(begin)

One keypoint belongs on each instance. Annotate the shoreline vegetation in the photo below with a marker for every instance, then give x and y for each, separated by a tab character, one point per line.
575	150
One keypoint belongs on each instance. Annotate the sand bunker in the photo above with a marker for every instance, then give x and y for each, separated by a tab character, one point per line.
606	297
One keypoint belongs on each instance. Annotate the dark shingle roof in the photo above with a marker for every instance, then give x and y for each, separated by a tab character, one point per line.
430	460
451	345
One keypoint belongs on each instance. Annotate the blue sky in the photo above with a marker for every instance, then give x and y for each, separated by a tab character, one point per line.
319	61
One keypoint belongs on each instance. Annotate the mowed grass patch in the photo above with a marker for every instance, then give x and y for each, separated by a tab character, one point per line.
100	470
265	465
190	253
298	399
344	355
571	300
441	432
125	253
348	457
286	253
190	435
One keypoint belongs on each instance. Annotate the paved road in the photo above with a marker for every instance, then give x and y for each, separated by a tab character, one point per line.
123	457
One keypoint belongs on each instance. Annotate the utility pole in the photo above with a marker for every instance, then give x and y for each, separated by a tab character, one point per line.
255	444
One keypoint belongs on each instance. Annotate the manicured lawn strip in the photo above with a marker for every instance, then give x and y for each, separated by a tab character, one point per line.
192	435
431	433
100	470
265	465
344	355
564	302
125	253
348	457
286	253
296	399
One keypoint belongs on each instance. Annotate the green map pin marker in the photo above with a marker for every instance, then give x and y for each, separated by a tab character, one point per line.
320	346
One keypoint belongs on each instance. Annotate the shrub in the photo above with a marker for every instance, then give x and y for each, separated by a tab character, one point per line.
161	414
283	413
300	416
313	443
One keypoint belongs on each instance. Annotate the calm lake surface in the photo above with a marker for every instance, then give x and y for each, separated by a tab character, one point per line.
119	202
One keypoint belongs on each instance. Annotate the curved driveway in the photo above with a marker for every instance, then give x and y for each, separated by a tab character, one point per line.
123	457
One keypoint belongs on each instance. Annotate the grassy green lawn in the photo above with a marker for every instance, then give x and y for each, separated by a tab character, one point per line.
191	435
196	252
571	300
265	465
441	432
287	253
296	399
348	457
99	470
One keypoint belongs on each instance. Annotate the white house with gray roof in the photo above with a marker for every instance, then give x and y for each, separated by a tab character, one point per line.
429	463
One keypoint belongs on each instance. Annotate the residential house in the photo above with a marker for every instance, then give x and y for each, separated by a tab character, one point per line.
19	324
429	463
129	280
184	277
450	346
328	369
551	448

(end)

• **Work to do**
Copy out again, without changes, the stretch of the material above from the line that contains "One keypoint belongs on each instance. Annotate the residential" through the end of the material.

• **Exercise solution**
One keypoint belongs on each instance. Annotate the residential house in the photo above with a marker for every instance, then give x and y for each, separated by a tab character, one point per line.
19	324
429	463
129	280
184	277
450	346
328	369
551	448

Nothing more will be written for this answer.